As human beings, we have an age-old connection with water that’s deeply rooted in our evolution. For our ancestors, water represented cleanliness, refreshment and a source of nutritious food. So, we’re drawn to these blue spaces and—as sound is arguably the fastest and most powerful way that people take in information about their surroundings—it makes sense that we feel good when we hear these sounds; over time, we’ve learned that they are healthy and reassuring.

This evolutionary connection is so powerful that we don’t even need to be outdoors or in the presence of water for it to have a positive effect on us. Listening to carefully designed water soundscapes indoors through speakers or headphones changes our brains and bodies for the better and helps with a variety of activities. The development of soundscaping technology in recent years means that it’s become much easier to bring these sounds into buildings as a natural accompaniment to other design initiatives. Water soundscapes can benefit almost any building, but as we’ll discover they’re particularly useful in spaces where people are trying to work, relax or recover.  

Water soundscapes for focus

In modern buildings, maintaining focus and concentration can be challenging. Disruptive noise is normally the number one complaint about office and healthcare environments. This is where water soundscapes can help. Studies have shown that listening to the sound of a babbling brook can mask distracting noise and create an environment where people can immerse themselves in their tasks.

The benefits don’t stop there either. Researchers also found that people given cognitively demanding tasks in the presence of water soundscapes saw their productivity scores remain higher over time. Even compared to silence, the water sounds had a buoying effect, lifting people’s cognitive abilities. In real world environments, we’ve found that water-based soundscapes can improved cognitive performance by a whopping 20-30% in offices.

A snowy mountainous landscape with sunny blue skies and a bluey-turquoise alpine lake

Water soundscapes for reducing stress

It’s not just our minds that benefit from water sounds; our bodies respond positively too.

[Stored items]
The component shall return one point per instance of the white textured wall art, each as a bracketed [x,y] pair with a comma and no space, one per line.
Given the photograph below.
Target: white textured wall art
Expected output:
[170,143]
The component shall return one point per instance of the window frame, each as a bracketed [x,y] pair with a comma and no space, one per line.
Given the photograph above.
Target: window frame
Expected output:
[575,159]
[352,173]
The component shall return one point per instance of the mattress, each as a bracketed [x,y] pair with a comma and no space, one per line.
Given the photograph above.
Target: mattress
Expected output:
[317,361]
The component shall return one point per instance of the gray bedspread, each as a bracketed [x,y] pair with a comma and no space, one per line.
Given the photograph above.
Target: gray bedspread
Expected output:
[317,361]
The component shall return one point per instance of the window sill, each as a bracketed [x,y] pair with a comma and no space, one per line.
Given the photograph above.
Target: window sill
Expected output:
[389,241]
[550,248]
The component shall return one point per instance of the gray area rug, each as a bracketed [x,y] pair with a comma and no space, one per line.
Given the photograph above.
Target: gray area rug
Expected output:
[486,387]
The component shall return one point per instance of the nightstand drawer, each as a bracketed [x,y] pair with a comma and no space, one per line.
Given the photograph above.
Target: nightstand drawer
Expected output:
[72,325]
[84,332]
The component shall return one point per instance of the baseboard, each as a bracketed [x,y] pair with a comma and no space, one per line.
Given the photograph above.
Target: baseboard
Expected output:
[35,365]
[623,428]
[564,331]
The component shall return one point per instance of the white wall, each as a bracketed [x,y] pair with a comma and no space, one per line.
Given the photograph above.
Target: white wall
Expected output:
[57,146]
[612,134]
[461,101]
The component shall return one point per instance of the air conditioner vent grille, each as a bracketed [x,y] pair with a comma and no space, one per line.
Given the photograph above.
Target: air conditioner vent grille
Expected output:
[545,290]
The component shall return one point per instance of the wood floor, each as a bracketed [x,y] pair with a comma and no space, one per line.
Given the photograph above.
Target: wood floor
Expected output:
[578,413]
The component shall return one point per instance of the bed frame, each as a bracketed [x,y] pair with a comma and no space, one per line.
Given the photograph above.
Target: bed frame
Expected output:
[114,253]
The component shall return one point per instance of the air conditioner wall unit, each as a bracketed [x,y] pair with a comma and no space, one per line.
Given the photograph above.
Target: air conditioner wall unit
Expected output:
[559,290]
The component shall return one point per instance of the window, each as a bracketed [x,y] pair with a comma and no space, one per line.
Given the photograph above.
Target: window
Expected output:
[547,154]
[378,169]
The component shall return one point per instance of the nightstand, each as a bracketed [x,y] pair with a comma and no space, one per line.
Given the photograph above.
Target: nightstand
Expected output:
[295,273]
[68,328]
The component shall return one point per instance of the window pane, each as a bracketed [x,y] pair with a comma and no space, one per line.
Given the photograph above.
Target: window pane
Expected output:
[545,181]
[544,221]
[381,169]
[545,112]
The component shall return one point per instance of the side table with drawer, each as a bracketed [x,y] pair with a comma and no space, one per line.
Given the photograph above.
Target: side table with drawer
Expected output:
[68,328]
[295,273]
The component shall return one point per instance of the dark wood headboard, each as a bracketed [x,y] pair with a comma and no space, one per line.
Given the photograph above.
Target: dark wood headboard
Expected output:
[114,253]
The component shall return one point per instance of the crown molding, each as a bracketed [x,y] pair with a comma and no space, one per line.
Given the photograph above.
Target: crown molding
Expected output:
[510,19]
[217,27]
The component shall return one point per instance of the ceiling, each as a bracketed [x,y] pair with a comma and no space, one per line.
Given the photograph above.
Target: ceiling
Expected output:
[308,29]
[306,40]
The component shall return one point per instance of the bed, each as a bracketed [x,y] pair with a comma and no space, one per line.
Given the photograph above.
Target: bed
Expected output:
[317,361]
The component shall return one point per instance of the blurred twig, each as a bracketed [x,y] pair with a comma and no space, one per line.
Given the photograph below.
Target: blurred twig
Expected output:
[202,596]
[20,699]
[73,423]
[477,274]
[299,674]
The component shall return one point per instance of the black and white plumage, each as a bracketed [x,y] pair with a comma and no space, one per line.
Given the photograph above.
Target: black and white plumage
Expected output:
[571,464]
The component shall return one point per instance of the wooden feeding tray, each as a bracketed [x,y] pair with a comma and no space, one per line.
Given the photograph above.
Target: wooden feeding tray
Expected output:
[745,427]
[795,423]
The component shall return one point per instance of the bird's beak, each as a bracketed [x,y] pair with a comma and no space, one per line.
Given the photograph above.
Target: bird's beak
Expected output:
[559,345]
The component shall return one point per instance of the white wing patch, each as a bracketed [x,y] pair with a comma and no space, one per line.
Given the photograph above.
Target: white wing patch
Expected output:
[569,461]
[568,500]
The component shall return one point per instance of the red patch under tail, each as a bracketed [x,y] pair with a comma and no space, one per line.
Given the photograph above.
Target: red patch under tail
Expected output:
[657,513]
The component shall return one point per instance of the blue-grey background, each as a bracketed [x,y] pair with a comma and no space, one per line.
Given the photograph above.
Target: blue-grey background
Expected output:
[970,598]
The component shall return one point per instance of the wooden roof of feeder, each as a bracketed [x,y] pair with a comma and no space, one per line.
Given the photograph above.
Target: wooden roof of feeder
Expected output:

### Exercise 1
Translate this sentence from the article on water soundscapes into Spanish: "Disruptive noise is normally the number one complaint about office and healthcare environments."
### Exercise 2
Carry on the article on water soundscapes, picking up after its last sentence.
The records are separate material and are not part of the article on water soundscapes.

### Written reply 1
El ruido perturbador suele ser la queja número uno en los entornos de oficinas y de atención médica.

### Written reply 2
While it varies from person to person, soundscapes that help with focus tend to be more constant – think flowing streams or rainfall. On the other hand, one sound that’s particularly good for relaxation is ocean waves. Studies have shown that ocean wave soundscapes can calm our bodies and reduce symptoms of stress. In one test, people listening to ocean sounds for only ten minutes had less tension in their muscles, a slower pulse and felt better psychologically.

One theory is that the tranquil pace of crashing waves – the way they come and go – is a similar tempo to the breathing of a sleeping human, so it helps calm our bodies down too. Interestingly, using water soundscapes to combat stress tends to be more beneficial the more stressed you are.

Elevating interior design concepts

To really reap the benefits of blue soundscapes, try harmonising sight and sound.

Biophilic design expert Victoria Jackson recently said that the future of biophilic design is multisensory, and I absolutely agree. The science backs this up too. When the senses work with one another, they can amplify the positive benefits of biophilic design.

There’s huge creative potential in this too. Bringing sight and sound together can create more immersive and unique experiences in the built environment. One project I was involved in recently – a workplace in India – had a client meeting area inspired by Himalayan lakes with a beautiful shimmering ceiling and glacial colour palette. We accompanied it with a Himalayan lake soundscape. Gently lapping waves and soft icy textures elevated the interior design and immediate brought a sense of calm. Another project was inspired architecturally by the forests of Slovakia. Huge “tree trunks” ran up through the building to support the roof. Down on the ground floor (or, as we envisaged it, the forest floor), we used a water soundscape including forest streams to provide restoration in the busiest areas.

Water-based soundscapes offer many benefits. Bringing these sounds indoors as part of a biophilic design strategy can elevate people’s experiences, fostering good health and positive mindset thanks to our deep connection to water and the natural world.